* start Text provided *

INSTRUCTIONS TO CANDIDATES
ANSWER ALL QUESTIONS
The Center for Quantitative Economic Methods (CQEM) offers services to enterprises, public authorities, and research institutes for solving various quantitative economic problems. About 30 professional economists work at the Investment Department at CQEM; they want to offer their clients the best up-to-date solutions and they use their quantitative knowledge and experience in solving economic questions. All CQEM advisors follow a systematic and analytic approach, quickly leading to the core of the problem. They give practical answers to the problems in close co-operation with the customers.
 
The Investor, a scientific journal that provides information to small investors on the stock market, has approached CQEM to shed new light on the Market Model and the various generalizations in the form of Multifactor Models. The editorial staff of the journal is especially interested in whether well-established results in these models are still valid in the low-interest rate period after the 2008 crises. The Investment Department at CQEM will carry out this research problem. You are an advisor at CQEM and you are currently working in the Investment Department. you will look into a particular industry segment. In your research, the main issue – among several side results – is to detect the relevant factors driving the returns for this segment. Other colleagues in your department are working on a similar question for other  9 segments. Together this will lead to an overall picture to be published in The Investor.

* end Text provided *

**Instructions:**
#1 List the kinds of clients that the case description about CQEM says the center offers its services to.
#2 Continue the case description about CQEM and its research for The Investor, starting right after its last sentence.

* start Entries provided *

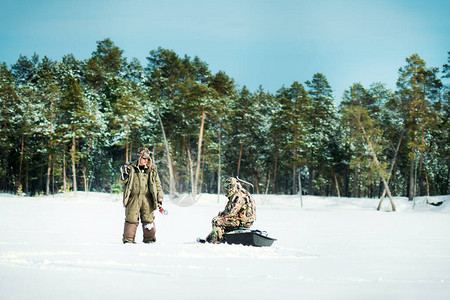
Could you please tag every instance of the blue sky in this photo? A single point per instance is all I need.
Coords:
(257, 42)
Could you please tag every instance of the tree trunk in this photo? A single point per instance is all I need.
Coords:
(49, 172)
(64, 170)
(274, 189)
(411, 180)
(74, 171)
(386, 186)
(20, 165)
(172, 184)
(337, 184)
(391, 168)
(199, 154)
(239, 160)
(126, 144)
(300, 189)
(220, 169)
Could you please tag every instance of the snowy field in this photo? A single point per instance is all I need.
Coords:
(69, 247)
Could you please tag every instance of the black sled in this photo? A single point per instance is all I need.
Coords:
(247, 237)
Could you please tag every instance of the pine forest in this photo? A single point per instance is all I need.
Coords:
(69, 125)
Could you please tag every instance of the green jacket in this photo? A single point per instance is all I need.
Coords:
(155, 194)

* end Entries provided *

**Final answers:**
#1 Enterprises, public authorities, and research institutes.

#2
 
Your task is to perform this research. After having consulted the editorial staff of the journal, you promise to your manager at CQEM to complete all parts of the report on your industry segment in the period September–October 2020. 
 
In this way, you have enough time to combine all results from the 10 industry segments. They will produce a final picture on the research question raised by The Investor and, as required, they will submit it later in October 2020.
 
You decide to divide your report into two main sections. For this research, you are in the possession of monthly data from January 2000 until June 2020. Following assignment-1 is the one of them.
 

Instructions

 
In all questions, use  α = 0.10 as significance level unless indicated otherwise.
 
If you compute some quantities numerically, use at least 4 significant digits for your inputs. The results can be rounded to 3 significant digits. Note: in some questions, there are lists of values you have to choose from - those values are rounded to 2 significant digits.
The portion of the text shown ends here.